INSTRUCTION 1.
Could you output the custom angle light post from "# My first custom" up to and including "apologies in advance."?
INSTRUCTION 2.
In the custom angle light post, how would you put "I have always loved but rarely owned angled lights." into Spanish?

# My first custom Angle Light: LUTER!!



## Obijuan Kenobe (Feb 8, 2015)

Hello CPF!

The photos in the thread were made with a phone, so apologies in advance.

I have been collecting for a while now, mostly thanks to the horrible people here at CPF. No one here is reasonable about flashlights. Having four or five Ti lights around here is a joke, even if already to the rest of the world that's insane. No one here will tell you when you have gone too far. They will only encourage you to post more photos. Horrible place. 

I have used all the lights I have ever owned, save one Mokuti Mule from Fred that I hardly even handled. Admittedly, I have also sold most of the lights I have ever owned. I basically have a McGizmo McClicky pak with a small collection of Ti aleph/E heads, a Salti-Tri 18650 p60 host made of Alumibronze and stainless steel for the garage, and couple other random aleph legos and DatiLED engines. 

I have always loved but rarely owned angled lights. I had the plastic one in Boy Scouts. Incandescent glory. But when I saw Luter's first posts, I was on him like flies on...well, I PM'd him pretty quick. 

So now I also have a 18350/18650 custom Angle Light (for lack of a better term) from a new member here on CPF, Luter. The head is one piece to the first visible seam. There is no break in the light at the last gold groove. The middle piece comes out for the 18350 speed/stealth format. Triple XPG-2 running 3A on high. Decent flood wall, but solid run times.

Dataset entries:

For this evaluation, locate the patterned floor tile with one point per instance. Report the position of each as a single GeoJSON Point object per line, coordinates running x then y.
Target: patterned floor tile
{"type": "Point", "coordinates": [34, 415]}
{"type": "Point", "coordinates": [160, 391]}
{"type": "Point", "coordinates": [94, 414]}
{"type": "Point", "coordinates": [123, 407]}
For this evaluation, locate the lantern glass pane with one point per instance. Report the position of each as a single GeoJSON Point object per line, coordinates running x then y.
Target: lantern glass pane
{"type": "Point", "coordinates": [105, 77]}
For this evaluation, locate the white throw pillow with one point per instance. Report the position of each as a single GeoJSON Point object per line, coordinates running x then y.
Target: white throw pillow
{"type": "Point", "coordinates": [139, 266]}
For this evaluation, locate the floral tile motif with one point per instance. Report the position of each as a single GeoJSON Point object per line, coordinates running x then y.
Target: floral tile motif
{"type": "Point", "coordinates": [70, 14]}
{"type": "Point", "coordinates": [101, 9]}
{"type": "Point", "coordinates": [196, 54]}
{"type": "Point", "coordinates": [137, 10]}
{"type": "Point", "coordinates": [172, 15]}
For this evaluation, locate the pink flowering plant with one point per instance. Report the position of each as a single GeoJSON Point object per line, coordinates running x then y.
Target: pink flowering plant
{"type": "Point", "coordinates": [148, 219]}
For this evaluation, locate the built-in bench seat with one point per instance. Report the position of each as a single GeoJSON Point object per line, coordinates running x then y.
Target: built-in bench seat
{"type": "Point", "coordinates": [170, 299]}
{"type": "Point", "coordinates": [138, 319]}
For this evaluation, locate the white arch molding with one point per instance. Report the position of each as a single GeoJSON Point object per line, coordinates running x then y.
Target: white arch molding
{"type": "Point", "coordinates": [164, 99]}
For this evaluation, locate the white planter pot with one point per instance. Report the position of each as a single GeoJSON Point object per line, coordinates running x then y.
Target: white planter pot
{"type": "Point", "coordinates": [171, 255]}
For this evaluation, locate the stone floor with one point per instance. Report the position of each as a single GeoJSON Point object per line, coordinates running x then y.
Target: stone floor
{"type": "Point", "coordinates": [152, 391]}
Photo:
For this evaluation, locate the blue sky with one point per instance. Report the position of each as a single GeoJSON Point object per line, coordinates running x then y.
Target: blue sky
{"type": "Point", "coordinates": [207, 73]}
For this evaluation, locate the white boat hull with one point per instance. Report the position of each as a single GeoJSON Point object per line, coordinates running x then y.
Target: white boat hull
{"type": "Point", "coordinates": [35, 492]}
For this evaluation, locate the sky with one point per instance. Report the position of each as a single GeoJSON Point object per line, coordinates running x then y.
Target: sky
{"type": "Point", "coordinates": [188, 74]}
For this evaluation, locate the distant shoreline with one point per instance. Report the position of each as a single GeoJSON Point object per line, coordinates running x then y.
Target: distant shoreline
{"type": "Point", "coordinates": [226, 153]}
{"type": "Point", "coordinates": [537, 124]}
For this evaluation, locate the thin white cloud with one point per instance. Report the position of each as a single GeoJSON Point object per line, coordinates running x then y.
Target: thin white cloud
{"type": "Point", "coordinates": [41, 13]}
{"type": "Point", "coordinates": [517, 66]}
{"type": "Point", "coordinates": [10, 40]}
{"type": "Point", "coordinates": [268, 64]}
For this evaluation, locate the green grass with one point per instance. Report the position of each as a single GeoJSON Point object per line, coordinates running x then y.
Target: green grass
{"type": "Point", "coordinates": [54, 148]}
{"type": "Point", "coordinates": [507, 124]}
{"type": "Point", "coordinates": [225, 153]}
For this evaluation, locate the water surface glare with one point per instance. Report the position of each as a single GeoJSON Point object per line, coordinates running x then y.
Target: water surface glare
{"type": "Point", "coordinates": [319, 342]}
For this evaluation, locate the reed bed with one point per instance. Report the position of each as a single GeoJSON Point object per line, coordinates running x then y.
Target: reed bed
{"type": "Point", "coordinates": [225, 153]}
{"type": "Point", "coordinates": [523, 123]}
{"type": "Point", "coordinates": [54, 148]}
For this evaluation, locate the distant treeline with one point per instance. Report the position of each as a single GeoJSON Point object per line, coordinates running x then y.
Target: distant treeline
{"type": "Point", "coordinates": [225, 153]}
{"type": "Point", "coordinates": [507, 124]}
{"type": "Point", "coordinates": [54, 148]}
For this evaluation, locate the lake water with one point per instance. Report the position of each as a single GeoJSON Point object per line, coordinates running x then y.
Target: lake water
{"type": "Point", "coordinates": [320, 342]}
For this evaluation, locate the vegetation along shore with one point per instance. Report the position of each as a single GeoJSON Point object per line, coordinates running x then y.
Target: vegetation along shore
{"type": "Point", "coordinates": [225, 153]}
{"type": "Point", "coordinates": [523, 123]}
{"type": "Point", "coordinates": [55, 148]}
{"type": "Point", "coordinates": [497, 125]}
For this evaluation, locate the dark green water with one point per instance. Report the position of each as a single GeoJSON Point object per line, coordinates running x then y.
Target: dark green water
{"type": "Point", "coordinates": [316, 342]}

ANSWER 1.
# My first custom Angle Light: LUTER!!



## Obijuan Kenobe (Feb 8, 2015)

Hello CPF!

The photos in the thread were made with a phone, so apologies in advance.

ANSWER 2.
Siempre me han encantado las linternas en ángulo, pero pocas veces he tenido una.